§ Die Rezension:

******

/ 22.06.2013
Otfried Höffe
Thomas Hobbes
München: C. H. Beck 2010 (Beck'sche Reihe 580: Denker); 251 S.; 14,95 €; ISBN 978-3-406-60021-0Mit dieser Einführung zum wichtigsten politischen Denker der frühen Neuzeit gelingt Höffe eine vortreffliche Überblicksdarstellung, die im deutschsprachigen Raum ihresgleichen sucht. In drei Abschnitten werden Hobbes Lebensweg und seine philosophische Entwicklung, sein enzyklopädisches Werk sowie seine Wirkungsgeschichte bündig referiert. Der Autor konzentriert sich nicht allein auf die zweifellos im Mittelpunkt stehende Staatsphilosophie, sondern behandelt gleichermaßen die Erkenntnistheorie, Sprachphilosophie, Anthropologie, Theologie und Geschichtsphilosophie. Mit dieser umfassenden Darstellung umgeht Höffe damit den Fehler vieler politikwissenschaftlicher Einführungstexte, die schlagwortartig kursierende Fehlurteile – v. a. im Bereich der Anthropologie und Religion – unkritisch aufleben lassen. Höffe räumt ein, dass er Hobbes nicht im Kontext seiner Zeit diskutieren, sondern ihn auch aus einer allgemein philosophischen Fragestellung – „Warum brauchen wir einen Staat?“ und „Worin besteht seine angemessene Grundstruktur?“ (25) – würdigen will. Diese Perspektive mag irritieren, weil Höffe unter Angemessenheit das moralphilosophische Problem der Gerechtigkeit sieht, wo Hobbes ausschließlich ein politisches erkennt, was dann der Autor ebenso monieren kann wie dessen mangelnde Erörterung liberaler Freiheiten und eines Systems von Checks and Balances. Die naheliegende Frage, ob die vorhandenen zeitgenössischen politiktheoretischen Alternativen plausibler erscheinen, spielt für Höffes systematische Perspektive keine große Rolle. Dieses an Aristoteles, Kant und Rawls orientierte Vorgehen ließe sich zwar als zu philosophisch-spekulativ kritisieren, aber letztlich unterliegt jede Interpretation den eigenen Prämissen. Dies zeigt sich gerade an der Hobbesrezeption, bei der sich Höffe leider zu sehr auf die deutschsprachige Diskussion konzentriert und diese in den Sechzigerjahren enden lässt, mehr als deutlich. Selbst wenn man Höffe in nur wenigen Punkten seiner Interpretation folgen würde, veranschaulicht er, dass Hobbes nichts an Aktualität eingebüßt hat.

******

§ Zu bearbeitende Einträge:
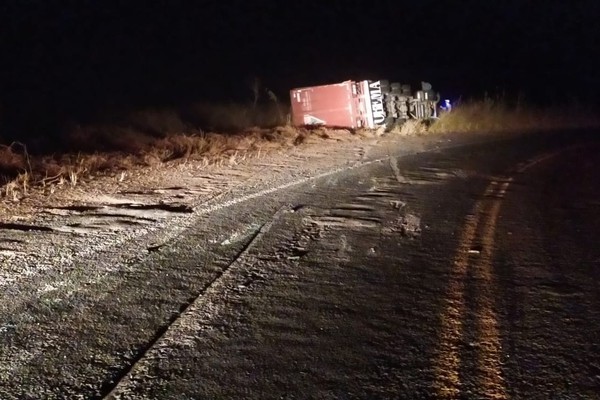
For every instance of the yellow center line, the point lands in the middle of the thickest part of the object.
(489, 356)
(447, 361)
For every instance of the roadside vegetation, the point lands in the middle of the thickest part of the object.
(228, 133)
(496, 115)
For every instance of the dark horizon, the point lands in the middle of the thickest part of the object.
(67, 60)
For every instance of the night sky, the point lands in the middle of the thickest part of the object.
(67, 60)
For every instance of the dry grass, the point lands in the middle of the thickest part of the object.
(155, 137)
(147, 140)
(494, 115)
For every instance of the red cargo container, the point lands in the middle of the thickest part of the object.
(345, 104)
(362, 104)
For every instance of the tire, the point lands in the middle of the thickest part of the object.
(385, 86)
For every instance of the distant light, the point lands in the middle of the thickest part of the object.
(447, 106)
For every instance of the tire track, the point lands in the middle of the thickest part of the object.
(109, 390)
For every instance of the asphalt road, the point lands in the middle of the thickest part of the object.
(468, 272)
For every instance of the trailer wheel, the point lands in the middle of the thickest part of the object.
(385, 86)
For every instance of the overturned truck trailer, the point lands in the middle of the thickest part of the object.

******

§ Arbeitsaufträge:
1) Fasse den Absatz der Rezension, der mit „München: C. H. Beck 2010“ beginnt, als kurze Stichpunktliste zusammen und behalte dabei seine wichtigsten Aussagen bei.
2) Filtere aus den Einträgen jede Zeile heraus, in der die Zeichenfolge „trailer“ vorkommt.
Rezension und Einträge haben nichts miteinander zu tun.

§ Lösungen:
1)
- Besprochen wird Otfried Höffes Einführung „Thomas Hobbes“ (C. H. Beck 2010, 251 Seiten), eine vortreffliche Überblicksdarstellung.
- Sie hat drei Abschnitte: Lebensweg und philosophische Entwicklung, das enzyklopädische Werk und die Wirkungsgeschichte.
- Neben der Staatsphilosophie behandelt sie Erkenntnistheorie, Sprachphilosophie, Anthropologie, Theologie und Geschichtsphilosophie. Damit vermeidet sie verbreitete Fehlurteile.
- Höffe würdigt Hobbes aus allgemein philosophischer Sicht statt im Kontext seiner Zeit.
- Er sieht die Frage nach der angemessenen Grundstruktur des Staates als Gerechtigkeitsproblem, Hobbes dagegen als politisches.
- Höffe bemängelt, dass Hobbes liberale Freiheiten und Checks and Balances nicht erörtert.
- Zeitgenössische Alternativen spielen kaum eine Rolle. Das Vorgehen orientiert sich an Aristoteles, Kant und Rawls.
- Schwäche: Die Darstellung der Rezeption beschränkt sich zu sehr auf die deutschsprachige Diskussion und endet in den Sechzigerjahren.
- Fazit: Hobbes hat nichts an Aktualität eingebüßt.

2)
For every instance of the trailer wheel, the point lands in the middle of the thickest part of the object.
For every instance of the overturned truck trailer, the point lands in the middle of the thickest part of the object.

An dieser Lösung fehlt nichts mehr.